---------- PASSAGE TO READ ----------

Pandora’s Box
New York City, 1995.
Mistress Raven directs a staff of 14 at Pandora's Box, a 4,000-square-foot, high-class Manhattan S&M club that bills itself as the "Disneyland of Domination."
I came off 18th Street, went up the elevator and entered. It was like a film set or backstage at a theatre. I was stunned by the sense of performance and the level at which the interiors had been constructed, how the walls were painted, and how each room had its own identity — the Versailles room, the medical room, the dungeon. I was fascinated by the ways in which the mistresses chose their clients and the clients chose their mistresses. - S.M.
Over many years I had been looking at enforced violence and the corresponding trauma. At Pandora’s Box I was witnessing the individual’s choice to participate in a violent act. It represented play in a controlled setting where the man could say, ’Mercy mistress’, and it stopped. This was the very opposite of what happens in interrogation cells. I have seen those spaces. These pictures were ten years before Abu Ghraib. - S.M.

----------

WHAT THIS EXERCISE ASKS:
a - Please reproduce the Pandora's Box passage from "I came off 18th" up to and including "mistresses. - S.M.".
b - Write what comes next in the Pandora's Box passage, starting right after its last sentence.

---------- EXCERPTED RECORDS ----------

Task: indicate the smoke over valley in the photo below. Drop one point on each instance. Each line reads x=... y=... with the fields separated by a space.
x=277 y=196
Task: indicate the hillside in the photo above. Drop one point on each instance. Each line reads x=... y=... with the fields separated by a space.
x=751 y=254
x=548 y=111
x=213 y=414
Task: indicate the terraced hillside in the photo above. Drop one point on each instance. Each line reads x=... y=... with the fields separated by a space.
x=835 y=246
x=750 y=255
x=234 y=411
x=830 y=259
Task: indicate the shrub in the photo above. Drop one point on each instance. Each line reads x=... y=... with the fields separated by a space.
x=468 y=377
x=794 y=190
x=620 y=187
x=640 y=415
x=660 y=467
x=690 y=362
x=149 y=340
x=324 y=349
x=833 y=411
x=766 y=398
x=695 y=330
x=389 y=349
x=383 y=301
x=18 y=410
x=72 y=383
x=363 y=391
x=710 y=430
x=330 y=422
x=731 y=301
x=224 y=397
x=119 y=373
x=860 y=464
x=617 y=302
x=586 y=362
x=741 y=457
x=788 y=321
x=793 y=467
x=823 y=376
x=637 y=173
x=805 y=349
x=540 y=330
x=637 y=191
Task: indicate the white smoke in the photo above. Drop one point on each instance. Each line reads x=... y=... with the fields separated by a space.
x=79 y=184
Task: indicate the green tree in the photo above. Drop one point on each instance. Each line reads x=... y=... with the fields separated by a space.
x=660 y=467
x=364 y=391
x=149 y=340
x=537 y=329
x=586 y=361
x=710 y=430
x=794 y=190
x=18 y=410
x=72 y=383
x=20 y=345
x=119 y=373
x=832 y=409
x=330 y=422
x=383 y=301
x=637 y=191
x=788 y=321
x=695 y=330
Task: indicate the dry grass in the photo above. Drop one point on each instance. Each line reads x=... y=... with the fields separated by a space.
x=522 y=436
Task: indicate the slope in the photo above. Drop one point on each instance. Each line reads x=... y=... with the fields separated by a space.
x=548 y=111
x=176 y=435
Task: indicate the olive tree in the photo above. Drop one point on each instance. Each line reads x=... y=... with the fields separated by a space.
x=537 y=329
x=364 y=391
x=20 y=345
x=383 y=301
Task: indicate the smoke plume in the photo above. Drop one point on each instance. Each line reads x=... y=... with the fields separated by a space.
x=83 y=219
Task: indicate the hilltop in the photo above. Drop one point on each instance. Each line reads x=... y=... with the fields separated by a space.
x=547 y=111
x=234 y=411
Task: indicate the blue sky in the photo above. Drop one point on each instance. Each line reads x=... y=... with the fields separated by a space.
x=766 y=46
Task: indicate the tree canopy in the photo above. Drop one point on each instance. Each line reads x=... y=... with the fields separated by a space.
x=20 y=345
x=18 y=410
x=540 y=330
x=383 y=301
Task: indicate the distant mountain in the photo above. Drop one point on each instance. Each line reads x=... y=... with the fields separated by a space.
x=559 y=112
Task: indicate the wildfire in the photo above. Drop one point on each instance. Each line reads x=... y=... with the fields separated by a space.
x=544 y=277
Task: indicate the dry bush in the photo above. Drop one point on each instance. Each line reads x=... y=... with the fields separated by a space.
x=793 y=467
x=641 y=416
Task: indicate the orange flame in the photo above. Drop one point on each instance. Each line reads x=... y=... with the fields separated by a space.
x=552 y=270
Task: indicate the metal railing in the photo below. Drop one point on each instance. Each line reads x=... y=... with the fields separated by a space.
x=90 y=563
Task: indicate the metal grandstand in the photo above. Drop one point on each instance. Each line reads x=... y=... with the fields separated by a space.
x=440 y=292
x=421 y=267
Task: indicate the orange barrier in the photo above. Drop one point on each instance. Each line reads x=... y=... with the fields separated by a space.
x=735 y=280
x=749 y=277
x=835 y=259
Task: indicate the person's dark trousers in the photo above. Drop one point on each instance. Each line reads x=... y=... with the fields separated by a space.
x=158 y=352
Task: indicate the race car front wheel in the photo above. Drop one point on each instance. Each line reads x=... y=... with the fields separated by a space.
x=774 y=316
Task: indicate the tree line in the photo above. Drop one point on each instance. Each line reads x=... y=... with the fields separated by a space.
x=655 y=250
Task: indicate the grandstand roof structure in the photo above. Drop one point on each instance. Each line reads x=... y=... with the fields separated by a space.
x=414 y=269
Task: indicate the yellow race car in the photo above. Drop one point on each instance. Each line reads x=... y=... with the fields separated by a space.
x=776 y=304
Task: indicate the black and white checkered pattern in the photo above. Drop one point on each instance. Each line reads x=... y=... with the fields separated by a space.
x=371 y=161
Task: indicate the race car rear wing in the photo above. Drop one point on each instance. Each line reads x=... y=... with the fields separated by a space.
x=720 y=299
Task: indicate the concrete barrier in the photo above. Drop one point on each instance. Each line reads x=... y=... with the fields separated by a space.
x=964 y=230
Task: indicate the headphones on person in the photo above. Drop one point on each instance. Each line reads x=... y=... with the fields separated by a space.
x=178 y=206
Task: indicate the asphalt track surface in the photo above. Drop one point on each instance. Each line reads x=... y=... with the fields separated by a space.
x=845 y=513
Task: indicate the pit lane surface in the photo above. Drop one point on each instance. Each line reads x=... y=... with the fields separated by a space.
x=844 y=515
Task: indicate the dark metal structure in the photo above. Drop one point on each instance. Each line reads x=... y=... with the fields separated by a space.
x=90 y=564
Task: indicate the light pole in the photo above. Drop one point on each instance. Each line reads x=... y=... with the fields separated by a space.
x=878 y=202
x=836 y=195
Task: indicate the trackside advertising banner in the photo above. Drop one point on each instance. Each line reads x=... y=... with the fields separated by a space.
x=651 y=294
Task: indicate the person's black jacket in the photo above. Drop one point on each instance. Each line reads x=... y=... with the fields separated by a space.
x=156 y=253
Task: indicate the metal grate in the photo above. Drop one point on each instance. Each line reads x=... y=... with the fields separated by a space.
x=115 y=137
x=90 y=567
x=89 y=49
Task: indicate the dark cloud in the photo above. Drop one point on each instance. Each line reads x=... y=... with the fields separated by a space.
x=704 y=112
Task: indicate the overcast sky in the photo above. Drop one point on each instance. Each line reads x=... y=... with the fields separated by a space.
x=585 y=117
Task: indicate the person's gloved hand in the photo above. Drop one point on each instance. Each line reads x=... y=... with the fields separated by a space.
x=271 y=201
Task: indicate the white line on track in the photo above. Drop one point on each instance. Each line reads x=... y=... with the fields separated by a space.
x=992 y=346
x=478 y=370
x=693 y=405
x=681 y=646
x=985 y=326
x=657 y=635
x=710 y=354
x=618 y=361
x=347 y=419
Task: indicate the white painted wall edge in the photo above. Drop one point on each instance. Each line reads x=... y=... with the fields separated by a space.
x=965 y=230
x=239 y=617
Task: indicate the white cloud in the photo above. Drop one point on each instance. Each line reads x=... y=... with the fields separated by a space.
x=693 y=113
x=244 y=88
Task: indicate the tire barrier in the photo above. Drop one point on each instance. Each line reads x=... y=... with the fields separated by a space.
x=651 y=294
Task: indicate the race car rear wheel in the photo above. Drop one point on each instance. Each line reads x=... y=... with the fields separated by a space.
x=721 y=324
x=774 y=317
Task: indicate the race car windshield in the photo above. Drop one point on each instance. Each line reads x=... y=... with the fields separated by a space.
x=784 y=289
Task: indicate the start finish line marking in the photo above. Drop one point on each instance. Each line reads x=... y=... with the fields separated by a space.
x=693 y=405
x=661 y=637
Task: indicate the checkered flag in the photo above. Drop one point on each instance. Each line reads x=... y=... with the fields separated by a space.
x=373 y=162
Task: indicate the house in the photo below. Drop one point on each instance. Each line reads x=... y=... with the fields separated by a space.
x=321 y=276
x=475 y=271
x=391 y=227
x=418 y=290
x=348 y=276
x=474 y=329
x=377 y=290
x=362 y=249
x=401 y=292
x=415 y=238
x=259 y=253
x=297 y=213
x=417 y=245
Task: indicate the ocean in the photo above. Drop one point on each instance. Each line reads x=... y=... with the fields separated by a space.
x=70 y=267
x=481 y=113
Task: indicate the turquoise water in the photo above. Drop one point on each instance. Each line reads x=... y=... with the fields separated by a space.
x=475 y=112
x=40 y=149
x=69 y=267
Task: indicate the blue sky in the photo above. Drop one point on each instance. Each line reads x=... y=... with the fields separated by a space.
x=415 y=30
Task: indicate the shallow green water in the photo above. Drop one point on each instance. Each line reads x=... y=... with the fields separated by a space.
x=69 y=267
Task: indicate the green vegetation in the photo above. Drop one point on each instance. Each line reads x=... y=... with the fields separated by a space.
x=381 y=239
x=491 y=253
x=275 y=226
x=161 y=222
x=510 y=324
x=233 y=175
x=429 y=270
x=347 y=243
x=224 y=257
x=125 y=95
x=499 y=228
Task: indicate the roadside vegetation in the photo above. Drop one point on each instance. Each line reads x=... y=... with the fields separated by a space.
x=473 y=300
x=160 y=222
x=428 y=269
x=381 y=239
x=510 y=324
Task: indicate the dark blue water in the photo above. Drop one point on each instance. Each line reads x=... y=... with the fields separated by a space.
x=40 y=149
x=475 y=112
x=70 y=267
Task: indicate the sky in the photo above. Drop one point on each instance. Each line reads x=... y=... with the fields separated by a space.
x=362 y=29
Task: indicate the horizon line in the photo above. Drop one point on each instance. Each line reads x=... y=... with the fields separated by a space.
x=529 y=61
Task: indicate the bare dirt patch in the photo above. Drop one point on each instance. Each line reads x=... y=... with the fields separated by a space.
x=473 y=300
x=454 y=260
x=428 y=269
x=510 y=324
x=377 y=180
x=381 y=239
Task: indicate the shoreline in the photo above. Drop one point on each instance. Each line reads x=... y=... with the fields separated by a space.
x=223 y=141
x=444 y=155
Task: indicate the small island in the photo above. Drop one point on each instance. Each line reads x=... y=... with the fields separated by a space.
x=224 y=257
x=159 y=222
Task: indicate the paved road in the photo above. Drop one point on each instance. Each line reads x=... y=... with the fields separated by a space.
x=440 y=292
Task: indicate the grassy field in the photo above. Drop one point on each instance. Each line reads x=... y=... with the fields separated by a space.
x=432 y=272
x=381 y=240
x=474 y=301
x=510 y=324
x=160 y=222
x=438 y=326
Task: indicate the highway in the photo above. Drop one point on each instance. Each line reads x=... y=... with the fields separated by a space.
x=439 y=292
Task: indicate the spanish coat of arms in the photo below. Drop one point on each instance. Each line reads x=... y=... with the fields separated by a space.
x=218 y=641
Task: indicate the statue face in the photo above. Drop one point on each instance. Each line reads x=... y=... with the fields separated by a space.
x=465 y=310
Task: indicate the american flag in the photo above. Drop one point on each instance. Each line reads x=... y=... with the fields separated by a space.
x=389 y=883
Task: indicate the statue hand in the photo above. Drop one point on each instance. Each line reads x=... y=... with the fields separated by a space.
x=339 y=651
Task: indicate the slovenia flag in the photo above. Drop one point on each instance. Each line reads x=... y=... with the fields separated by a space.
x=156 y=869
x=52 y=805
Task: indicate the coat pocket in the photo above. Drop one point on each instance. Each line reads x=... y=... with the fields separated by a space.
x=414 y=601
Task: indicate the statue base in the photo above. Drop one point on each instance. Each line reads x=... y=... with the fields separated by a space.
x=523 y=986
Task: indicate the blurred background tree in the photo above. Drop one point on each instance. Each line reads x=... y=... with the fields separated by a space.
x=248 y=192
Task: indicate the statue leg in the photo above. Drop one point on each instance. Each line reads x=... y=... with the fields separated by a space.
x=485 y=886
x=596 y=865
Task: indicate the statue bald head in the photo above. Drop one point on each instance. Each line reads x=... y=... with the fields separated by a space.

----------

TASK-BY-TASK RESULTS:
a -
I came off 18th Street, went up the elevator and entered. It was like a film set or backstage at a theatre. I was stunned by the sense of performance and the level at which the interiors had been constructed, how the walls were painted, and how each room had its own identity — the Versailles room, the medical room, the dungeon. I was fascinated by the ways in which the mistresses chose their clients and the clients chose their mistresses. - S.M.

b -
Despite the sense of being on the edge, Pandora’s Box was still a safe confined space and I knew the boundaries. The underground slave culture is amorphous and terrifyingly real. Its current could drag you under. There is a subtle process here: you allow yourself to give in and then you have to pull out. - S.M.
Nick Broomfield had once wanted to make a film about Carnival Strippers, but when I met him in the eighties there was really nothing left to film. He was commissioned by HBO in the mid-nineties to make a film on S&M and had been in Japan and England. When he found Pandora’s Box, an S&M club on 18th Street in New York, he said it was like Carnival Strippers for a new decade. - S.M.
Pandora was the first mortal woman, created by Zeus as punishment for mankind. All the great gods gave her gifts. Athena breathed life into her and dressed her in elegant clothing, while Aphrodite covered her in jewels. Into Pandora’s mind, Zeus put insatiable curiosity, and then gave her a sealed box that he forbid her to open.
She was offered in marriage to Epimetheus, who had been warned never to accept a gift from Zeus. But dazzled by her beauty, he could not resist, and thus she came to live among mortals.
Pandora was not perfectly happy, for she was consumed by curiosity about what was inside the box. One day, she opened the lid, and out flew all the miseries, sufferings, and evils that still plague humanity to this day. In horror, Pandora quickly closed the box. All that remained inside was Hope.
- Introduction to Pandora's Box book, 2001
Pandora’s Box, Magnum Editions/Trebruk, 2001
In 2018, i went back to a new location for Pandora’s Box to do a fashion shoot for GARAGE Magazine. Their idea was to look at the influence of the BDSM community on high fashion. We hired the dominatrix to wear fetish clothing from the most elite designers as they performed their work.